==== Excerpted text ====

Train 1 was designed to remove about 95% of the acid gas from 120 MMcfd of raw gas in the sweetening unit. A 30-MMcfd stream of raw gas bypasses the amine unit and combines with amine plant treated gas to yield 150 MMcfd that meets the desired CO2 and H2S specification.
Bypass gas is treated with a nonregenerable H2S-scavenging chemical before being blended with the sales gas.
BP's sweetening unit is a conventional amine treater designed to use 30% DEA. The plant came online around 1970.
A 1999 engineering study indicated the maximum throughput for Train 1 was 135-140 MMcfd. At production rates greater than 140 MMcfd, the unit was unstable and required 24-hr manned operation.
The DEA system exhibited several problems. The DEA solution had degraded and the reboilers were severely fouled. Probes indicated high corrosion levels.

==== Dataset entries ====

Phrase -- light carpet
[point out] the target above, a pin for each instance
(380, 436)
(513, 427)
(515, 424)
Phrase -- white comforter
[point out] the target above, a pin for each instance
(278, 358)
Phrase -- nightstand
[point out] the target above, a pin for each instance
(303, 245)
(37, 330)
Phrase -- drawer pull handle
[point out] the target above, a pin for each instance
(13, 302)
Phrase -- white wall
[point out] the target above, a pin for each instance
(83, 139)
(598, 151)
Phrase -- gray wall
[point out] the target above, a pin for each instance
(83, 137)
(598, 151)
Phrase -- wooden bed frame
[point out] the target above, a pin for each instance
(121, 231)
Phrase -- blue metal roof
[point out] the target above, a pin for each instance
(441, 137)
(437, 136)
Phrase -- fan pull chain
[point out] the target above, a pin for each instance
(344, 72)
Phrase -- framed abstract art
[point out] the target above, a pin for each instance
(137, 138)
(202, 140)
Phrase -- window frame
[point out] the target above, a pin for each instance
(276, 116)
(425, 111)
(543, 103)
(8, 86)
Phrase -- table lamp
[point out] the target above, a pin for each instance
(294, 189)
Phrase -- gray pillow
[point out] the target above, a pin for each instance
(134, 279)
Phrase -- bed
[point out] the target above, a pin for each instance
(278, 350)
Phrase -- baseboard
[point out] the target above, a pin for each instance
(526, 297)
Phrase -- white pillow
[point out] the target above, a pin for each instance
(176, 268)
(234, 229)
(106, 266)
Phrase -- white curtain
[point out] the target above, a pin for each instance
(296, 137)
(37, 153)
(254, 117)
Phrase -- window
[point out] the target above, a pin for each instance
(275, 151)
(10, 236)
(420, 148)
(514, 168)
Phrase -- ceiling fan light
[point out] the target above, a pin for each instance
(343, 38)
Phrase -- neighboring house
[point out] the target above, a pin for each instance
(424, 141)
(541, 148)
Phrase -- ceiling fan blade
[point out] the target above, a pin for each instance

====

## Exercise details
Extend the passage about BP's Train 1 amine sweetening unit, picking up right after its final sentence.

## Answer to this task
The regenerator still was hydraulically limited and unable to fully strip the rich DEA solution. Lean solution loadings of 0.06-0.07 moles of CO2/mole of DEA were typical. Fully stripped DEA should contain less than 0.02 moles of CO2/mole of DEA. High solution lean loadings and solution degradation products can lead to corrosion and reboiler fouling problems.
High CO2 loading in the DEA from the regenerator also prevented the absorber from removing all the CO2 from the raw gas; therefore, there was too much CO2 in the gas leaving the DEA unit.
Instead of treating and bypassing 122.5 MMcfd and 30 MMcfd, respectively, the plant could only treat and bypass 122.5 MMcfd and 13.5 MMcfd to produce a combined sales gas volume of only 135 MMcfd that contained less than 3% CO2.
Table 2 shows the plant's performance using DEA.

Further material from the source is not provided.